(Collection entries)
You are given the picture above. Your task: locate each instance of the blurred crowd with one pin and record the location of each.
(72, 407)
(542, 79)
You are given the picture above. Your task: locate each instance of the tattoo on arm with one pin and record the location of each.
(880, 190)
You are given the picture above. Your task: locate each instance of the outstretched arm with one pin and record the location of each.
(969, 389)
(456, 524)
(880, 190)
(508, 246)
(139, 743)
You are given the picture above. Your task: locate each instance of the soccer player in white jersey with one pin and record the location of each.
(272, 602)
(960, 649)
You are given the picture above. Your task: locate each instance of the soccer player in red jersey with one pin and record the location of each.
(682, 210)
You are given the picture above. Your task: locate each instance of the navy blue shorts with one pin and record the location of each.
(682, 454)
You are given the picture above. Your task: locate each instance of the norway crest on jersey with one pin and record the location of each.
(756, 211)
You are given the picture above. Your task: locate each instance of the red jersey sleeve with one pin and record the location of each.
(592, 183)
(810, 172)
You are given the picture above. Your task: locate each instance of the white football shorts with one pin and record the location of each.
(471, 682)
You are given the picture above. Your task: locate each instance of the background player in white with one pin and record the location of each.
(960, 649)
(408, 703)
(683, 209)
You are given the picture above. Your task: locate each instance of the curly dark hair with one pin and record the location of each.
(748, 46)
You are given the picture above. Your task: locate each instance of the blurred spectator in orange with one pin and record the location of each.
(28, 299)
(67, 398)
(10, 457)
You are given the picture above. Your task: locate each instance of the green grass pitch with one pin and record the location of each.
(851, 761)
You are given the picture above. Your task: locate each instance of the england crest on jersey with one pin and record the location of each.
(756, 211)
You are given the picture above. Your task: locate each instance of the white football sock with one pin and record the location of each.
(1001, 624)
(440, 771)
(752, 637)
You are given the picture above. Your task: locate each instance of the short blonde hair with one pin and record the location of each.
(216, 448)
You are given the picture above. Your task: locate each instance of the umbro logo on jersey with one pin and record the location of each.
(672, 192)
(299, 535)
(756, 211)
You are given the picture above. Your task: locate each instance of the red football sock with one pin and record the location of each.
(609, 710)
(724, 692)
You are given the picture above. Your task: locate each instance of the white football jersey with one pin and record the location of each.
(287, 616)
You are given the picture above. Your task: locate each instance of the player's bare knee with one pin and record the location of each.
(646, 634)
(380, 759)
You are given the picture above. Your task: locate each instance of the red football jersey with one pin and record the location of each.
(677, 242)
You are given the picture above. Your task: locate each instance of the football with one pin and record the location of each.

▸ Instructions to follow:
To complete the exercise, print all of the entries exactly.

▸ Task output:
You are given the picture above. Your task: locate each instance of the blurred crowd with one pin and record the location of each.
(72, 407)
(542, 79)
You are given the picture above. Your task: locate each instance of the tattoo on arm with one pin and record the location of each.
(880, 190)
You are given the picture above. Your task: locate each instance of the outstretched arm with one pin and record the location of each.
(969, 389)
(456, 524)
(880, 190)
(508, 246)
(139, 743)
You are given the picture above. Your task: locate each instance of the soccer player in white jersey with one pin and record the location of each.
(272, 602)
(960, 649)
You are given the picture above. Your task: locate each instance of the soccer player in red jersey with one pin and record the location of each.
(682, 210)
You are given the picture above. Your task: locate each instance of the navy blue shorts with one pin and record the location of each.
(682, 454)
You are given the picture above. Your task: locate each instance of the norway crest on jersey with one pin and record the location of each.
(756, 211)
You are given the picture above. Your task: locate each instance of the red jersey sleeve with one pin and record the location of each.
(592, 183)
(810, 172)
You are given the picture above. Your task: locate each instance of the white football shorts with one pin and record the location of each.
(471, 682)
You are given the picture above. Your task: locate each instance of the background player in white with one pin and record the location of each.
(960, 649)
(408, 703)
(683, 209)
You are given the picture above. Your task: locate each instance of the curly dark hair with one pin and record the location of each.
(748, 46)
You are given the picture above. Your task: locate each instance of the blurred spectator in orange with one pin and record the location of each.
(28, 299)
(67, 398)
(10, 457)
You are given the picture above. Your task: locate each instance of the green grass pitch with one pin and record the location of each.
(851, 761)
You are given the picture above. Your task: locate each instance of the england crest on jersey with one pin and record the location of each.
(756, 211)
You are given the picture above. Your task: locate each instance of the white football sock with one pin and record the location of each.
(1001, 624)
(440, 771)
(752, 637)
You are given the picture above. Your task: locate each instance of the short blonde hair with one pin and record the location of each.
(216, 448)
You are given the picture above. Your task: locate each instance of the umbro logo on jersey with one pin and record the location of each.
(672, 192)
(299, 535)
(756, 211)
You are given the picture above. Your task: locate each instance of the red football sock with one pin and record the location of each.
(609, 710)
(724, 692)
You are given the picture above. Your task: locate each instance of the white football jersey with one pin and record the location of each.
(287, 616)
You are given the picture above. Your task: locate each instance of the player's bare knee with one pin and record the location of each.
(646, 634)
(380, 759)
You are given the picture above. Your task: locate each instance of the red football jersey with one pin and record the location of each.
(677, 242)
You are given the picture above. Your task: locate each instance of the football with one pin and record the location of each.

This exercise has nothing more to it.